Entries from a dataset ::
####
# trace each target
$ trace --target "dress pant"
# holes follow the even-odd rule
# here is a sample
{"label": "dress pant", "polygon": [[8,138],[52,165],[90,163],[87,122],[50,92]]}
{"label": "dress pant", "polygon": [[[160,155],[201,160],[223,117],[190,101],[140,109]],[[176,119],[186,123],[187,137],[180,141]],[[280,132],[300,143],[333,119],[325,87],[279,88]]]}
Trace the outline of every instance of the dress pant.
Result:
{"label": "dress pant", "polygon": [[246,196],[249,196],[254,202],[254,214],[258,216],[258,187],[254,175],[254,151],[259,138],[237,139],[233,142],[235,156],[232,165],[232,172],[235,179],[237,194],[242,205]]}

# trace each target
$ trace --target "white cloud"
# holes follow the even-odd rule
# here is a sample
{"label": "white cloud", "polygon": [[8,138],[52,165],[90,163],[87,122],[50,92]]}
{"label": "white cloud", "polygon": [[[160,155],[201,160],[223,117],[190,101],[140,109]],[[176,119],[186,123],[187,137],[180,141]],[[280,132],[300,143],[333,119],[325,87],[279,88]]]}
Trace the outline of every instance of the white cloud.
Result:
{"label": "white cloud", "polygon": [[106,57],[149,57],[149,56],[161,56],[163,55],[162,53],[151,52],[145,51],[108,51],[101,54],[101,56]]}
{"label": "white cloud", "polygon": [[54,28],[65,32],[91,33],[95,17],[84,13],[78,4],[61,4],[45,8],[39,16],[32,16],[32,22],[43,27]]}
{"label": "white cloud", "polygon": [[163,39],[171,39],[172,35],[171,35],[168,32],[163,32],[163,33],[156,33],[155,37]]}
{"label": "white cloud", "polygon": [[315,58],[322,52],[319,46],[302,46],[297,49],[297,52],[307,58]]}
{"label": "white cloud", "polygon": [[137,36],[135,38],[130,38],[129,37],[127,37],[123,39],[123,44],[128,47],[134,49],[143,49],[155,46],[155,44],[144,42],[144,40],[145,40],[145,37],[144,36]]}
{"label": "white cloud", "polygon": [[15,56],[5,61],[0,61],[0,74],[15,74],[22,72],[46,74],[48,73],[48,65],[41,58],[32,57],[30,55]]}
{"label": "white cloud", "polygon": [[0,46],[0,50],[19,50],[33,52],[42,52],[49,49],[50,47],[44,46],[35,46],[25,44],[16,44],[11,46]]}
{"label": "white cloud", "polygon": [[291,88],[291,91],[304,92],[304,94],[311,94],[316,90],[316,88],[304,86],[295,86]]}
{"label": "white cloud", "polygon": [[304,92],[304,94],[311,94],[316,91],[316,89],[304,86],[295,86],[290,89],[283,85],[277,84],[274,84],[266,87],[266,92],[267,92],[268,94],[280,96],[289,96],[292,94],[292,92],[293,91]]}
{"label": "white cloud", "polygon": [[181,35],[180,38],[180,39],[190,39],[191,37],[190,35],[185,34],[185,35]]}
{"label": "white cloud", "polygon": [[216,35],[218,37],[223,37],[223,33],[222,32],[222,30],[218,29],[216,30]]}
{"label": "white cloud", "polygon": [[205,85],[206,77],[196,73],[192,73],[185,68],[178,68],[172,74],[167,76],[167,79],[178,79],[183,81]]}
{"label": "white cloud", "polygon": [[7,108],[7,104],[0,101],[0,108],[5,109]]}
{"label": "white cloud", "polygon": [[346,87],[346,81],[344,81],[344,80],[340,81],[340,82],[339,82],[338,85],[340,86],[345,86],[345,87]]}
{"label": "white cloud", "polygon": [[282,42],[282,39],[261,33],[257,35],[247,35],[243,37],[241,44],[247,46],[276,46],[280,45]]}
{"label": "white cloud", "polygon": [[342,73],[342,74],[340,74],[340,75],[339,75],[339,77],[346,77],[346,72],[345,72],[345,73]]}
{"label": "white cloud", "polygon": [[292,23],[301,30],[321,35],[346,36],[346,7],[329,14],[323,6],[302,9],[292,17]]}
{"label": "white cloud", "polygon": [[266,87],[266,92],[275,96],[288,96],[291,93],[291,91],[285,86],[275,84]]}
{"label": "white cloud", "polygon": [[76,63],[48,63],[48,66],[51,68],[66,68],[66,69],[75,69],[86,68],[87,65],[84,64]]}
####
Exercise details :: Which lines of the records above contain the word "outline"? Extract each of those lines and copy it in full.

Correct response ::
Trace the outline of every instance of the dress pant.
Trace the outline of every instance of the white cloud.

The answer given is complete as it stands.